[Reading passage]

Though the North conveniently blames the tragedy of Andersonville on the Confederates, the terrible conditions of the POW camp were largely self inflicted by the Union. As the Union Navy blockade, Anaconda, was becoming more and more succesful in squeezing the life and existence out of the Confederacy, there was an extreme shortage of everything in the Southern states. The Confederate government did all in their power to reroieve the suffering of the Union prisoners and did everything possible to exchange the prisoners as soon as possible. The Southern gaurds ofAndersonville received the same rations as the Nothern prisoners and died at the same rate as the prisoners due to malnutrition and disease. Camp Commander, Capt. Henry Wirz, gave up half his salary to to relief efforts to help the prisoners and he even released 3,000 of them, who were then turned back by their own Union commanders. Secretary of War, Stanton, repeatedly refused to ship medical supplies and assistance for the prisoners, despite the Southern guarantees thbat they would be used for the Union prisoners only. Stanton, completely unmoved by the terrible sufferings of his own sodiers, was more interested that they be a burden for the already struggling Confederacy. After the war, the noble camp commander was convicted, on the basis of bribed witnesses, of conspiring in the death of Union prisoners and as a result Capt. Henry Wirz was hung and the blame conveniently shifted from Stanton to Capt. Wirz.

[Activity list]
1 – According to the Andersonville passage, how many prisoners did Capt. Henry Wirz release?
2 – What actions does the Andersonville passage credit to the Confederate side on behalf of the Union prisoners? List each one.
3 – Carry on the Andersonville passage past its final sentence.

[Dataset content]
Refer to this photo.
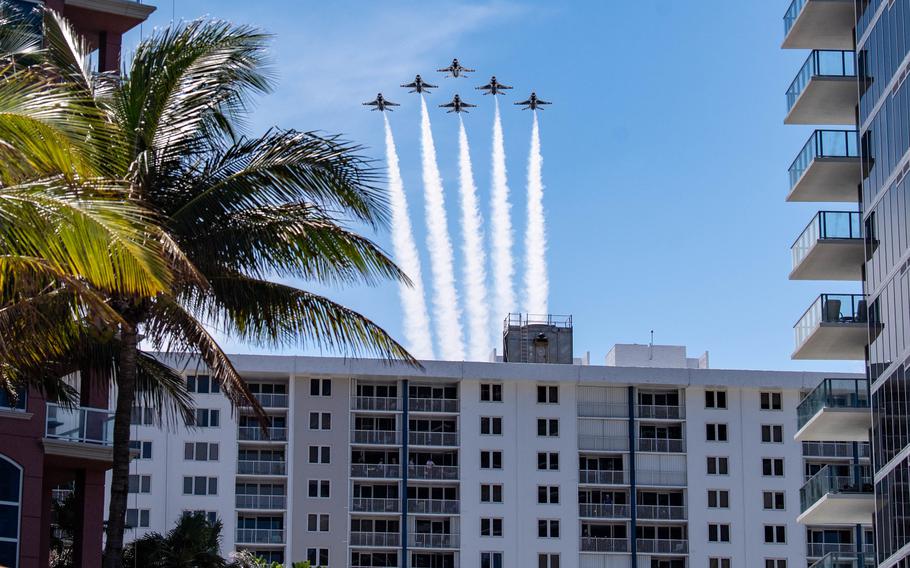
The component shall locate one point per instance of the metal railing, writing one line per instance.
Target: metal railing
(836, 479)
(826, 225)
(833, 393)
(823, 144)
(79, 424)
(255, 467)
(264, 502)
(821, 63)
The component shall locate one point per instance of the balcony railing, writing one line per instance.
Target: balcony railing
(604, 510)
(254, 467)
(376, 470)
(79, 424)
(823, 144)
(826, 225)
(598, 544)
(255, 434)
(833, 393)
(840, 479)
(821, 63)
(264, 502)
(260, 536)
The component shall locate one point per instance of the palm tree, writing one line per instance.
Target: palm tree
(230, 213)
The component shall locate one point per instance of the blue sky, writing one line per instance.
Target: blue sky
(665, 153)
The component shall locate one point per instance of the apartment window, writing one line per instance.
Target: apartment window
(772, 467)
(548, 494)
(320, 420)
(547, 394)
(490, 459)
(319, 488)
(775, 534)
(772, 434)
(490, 392)
(718, 499)
(490, 527)
(200, 485)
(140, 484)
(143, 449)
(548, 528)
(320, 387)
(547, 561)
(491, 560)
(490, 493)
(715, 399)
(200, 451)
(207, 418)
(716, 432)
(771, 401)
(317, 522)
(718, 532)
(317, 556)
(137, 518)
(320, 454)
(773, 500)
(548, 460)
(548, 427)
(491, 425)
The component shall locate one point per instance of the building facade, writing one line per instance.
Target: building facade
(652, 460)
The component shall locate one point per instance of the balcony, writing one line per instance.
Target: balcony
(837, 495)
(260, 536)
(253, 467)
(599, 544)
(829, 248)
(819, 24)
(824, 91)
(835, 327)
(827, 169)
(604, 511)
(836, 410)
(262, 502)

[Task results]
1 – 3,000

2 –
- The Confederate government did all in its power to relieve the prisoners' suffering.
- The Confederate government did everything possible to exchange the prisoners as soon as possible.
- The Southern guards received the same rations as the Northern prisoners.
- Capt. Henry Wirz gave up half his salary to relief efforts for the prisoners.
- Capt. Henry Wirz released 3,000 prisoners.
- The South guaranteed that medical supplies would be used for the Union prisoners only.

3 –
The great Northern political tragedy involving Stanton was the hanging of several alleged conspirators in the assasination of Lincoln. Mary Suratt, a middle aged boarding house owner, was convicted on circumstantial evidence as several of the conspirators frequented her boarding house. During the trial the important evidence from John Wilkes Booth's diary, which would have cleared Mrs. surrat, was withheld and so she was hung with the Lincoln assasination conspirators.
Even Lincoln's Emancipation Proclomation anticipated atrocities. Lincoln hoped it would encourage slave revolts in the South so that Confederate forces wiuld have to leave the field to protect their families. However, Lincoln under estimated the slave's loyalty to their masters, there were no bloody slave revolts or atrocities. Nonetheless the injustices, crimes and atrocities commited by the Union forces against the South are innumerable.